===== DATASET =====
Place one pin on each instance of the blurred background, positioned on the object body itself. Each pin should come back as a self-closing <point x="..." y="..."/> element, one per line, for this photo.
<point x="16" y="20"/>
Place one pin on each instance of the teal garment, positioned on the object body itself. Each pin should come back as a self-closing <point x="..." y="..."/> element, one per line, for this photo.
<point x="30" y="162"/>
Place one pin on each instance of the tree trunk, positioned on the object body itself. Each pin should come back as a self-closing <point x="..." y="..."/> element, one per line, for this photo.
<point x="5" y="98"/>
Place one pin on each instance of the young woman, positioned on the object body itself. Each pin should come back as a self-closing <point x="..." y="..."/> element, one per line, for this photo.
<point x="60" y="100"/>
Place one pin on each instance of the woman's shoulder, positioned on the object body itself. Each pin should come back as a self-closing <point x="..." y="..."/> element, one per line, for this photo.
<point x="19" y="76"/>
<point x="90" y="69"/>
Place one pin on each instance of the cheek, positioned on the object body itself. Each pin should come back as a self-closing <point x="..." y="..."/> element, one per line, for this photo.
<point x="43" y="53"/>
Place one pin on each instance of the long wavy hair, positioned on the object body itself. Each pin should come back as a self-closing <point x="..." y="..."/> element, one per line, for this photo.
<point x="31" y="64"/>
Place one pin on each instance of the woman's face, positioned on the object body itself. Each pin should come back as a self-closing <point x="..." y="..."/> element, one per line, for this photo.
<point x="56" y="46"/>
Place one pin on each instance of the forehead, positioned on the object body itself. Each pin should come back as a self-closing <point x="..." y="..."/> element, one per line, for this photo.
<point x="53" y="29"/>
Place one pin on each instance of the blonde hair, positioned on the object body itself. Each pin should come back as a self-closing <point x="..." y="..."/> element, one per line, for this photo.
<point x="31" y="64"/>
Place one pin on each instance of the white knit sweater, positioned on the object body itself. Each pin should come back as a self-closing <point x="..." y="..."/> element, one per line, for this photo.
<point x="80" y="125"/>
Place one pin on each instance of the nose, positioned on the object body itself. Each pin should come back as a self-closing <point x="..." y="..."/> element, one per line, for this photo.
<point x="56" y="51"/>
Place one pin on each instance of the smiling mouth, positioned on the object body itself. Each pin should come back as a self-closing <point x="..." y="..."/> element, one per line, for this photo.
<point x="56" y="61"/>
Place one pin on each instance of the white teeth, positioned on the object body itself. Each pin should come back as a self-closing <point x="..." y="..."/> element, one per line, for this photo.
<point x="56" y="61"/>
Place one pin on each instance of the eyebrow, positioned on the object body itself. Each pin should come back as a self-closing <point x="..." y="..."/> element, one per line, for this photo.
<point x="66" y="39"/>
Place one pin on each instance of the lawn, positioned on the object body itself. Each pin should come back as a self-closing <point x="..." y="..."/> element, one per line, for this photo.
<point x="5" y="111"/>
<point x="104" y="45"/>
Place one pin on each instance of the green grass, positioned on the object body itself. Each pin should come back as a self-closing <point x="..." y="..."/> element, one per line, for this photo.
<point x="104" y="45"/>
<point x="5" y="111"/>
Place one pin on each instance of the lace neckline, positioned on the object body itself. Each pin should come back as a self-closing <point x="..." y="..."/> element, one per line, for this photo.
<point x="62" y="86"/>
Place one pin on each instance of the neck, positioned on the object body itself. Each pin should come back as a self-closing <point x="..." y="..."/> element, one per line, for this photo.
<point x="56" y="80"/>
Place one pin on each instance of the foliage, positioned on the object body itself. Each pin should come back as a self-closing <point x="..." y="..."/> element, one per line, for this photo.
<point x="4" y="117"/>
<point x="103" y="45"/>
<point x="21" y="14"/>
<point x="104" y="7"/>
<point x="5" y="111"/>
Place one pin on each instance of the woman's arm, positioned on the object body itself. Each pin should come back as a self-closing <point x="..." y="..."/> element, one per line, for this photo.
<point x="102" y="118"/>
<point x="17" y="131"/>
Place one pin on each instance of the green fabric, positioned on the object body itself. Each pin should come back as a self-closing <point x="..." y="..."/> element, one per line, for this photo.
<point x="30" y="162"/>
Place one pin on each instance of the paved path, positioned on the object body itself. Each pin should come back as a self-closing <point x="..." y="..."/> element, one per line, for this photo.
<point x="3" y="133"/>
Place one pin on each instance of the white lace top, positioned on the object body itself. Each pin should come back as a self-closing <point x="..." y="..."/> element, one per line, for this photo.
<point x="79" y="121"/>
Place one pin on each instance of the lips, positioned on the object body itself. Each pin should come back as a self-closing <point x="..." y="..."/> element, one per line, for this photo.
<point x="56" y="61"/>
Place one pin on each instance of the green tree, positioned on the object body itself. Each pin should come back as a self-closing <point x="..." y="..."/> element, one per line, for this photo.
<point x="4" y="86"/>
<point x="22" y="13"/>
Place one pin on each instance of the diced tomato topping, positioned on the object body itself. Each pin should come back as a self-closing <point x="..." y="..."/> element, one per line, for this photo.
=====
AIM OF THE TASK – Duplicate the listing lines verbatim, starting at the line that contains "Place one pin on each instance of the green fabric, positioned" and ending with the last line of the listing, both ends included.

OUTPUT FOR THIS EXERCISE –
Place one pin on each instance of the green fabric, positioned on the object body itself. Each pin should come back as a self-closing <point x="..." y="..."/> element, one per line, for this photo.
<point x="30" y="162"/>
Place one pin on each instance of the paved path, positioned on the object body itself. Each pin should come back as a self-closing <point x="..." y="..."/> element, one per line, for this photo.
<point x="3" y="133"/>
Place one pin on each instance of the white lace top, positioned on the object body itself. Each pin should come back as a self-closing <point x="..." y="..."/> element, one per line, for this photo.
<point x="79" y="121"/>
Place one pin on each instance of the lips, positioned on the object body itself. Each pin should come back as a self-closing <point x="..." y="..."/> element, one per line, for this photo.
<point x="56" y="61"/>
Place one pin on each instance of the green tree, positioned on the object body itself. Each pin should come back as a self-closing <point x="..." y="..."/> element, one per line, for this photo.
<point x="4" y="86"/>
<point x="22" y="13"/>
Place one pin on each instance of the diced tomato topping, positioned on the object body itself. Each pin should come back as a self-closing <point x="..." y="..."/> element, one per line, for this photo.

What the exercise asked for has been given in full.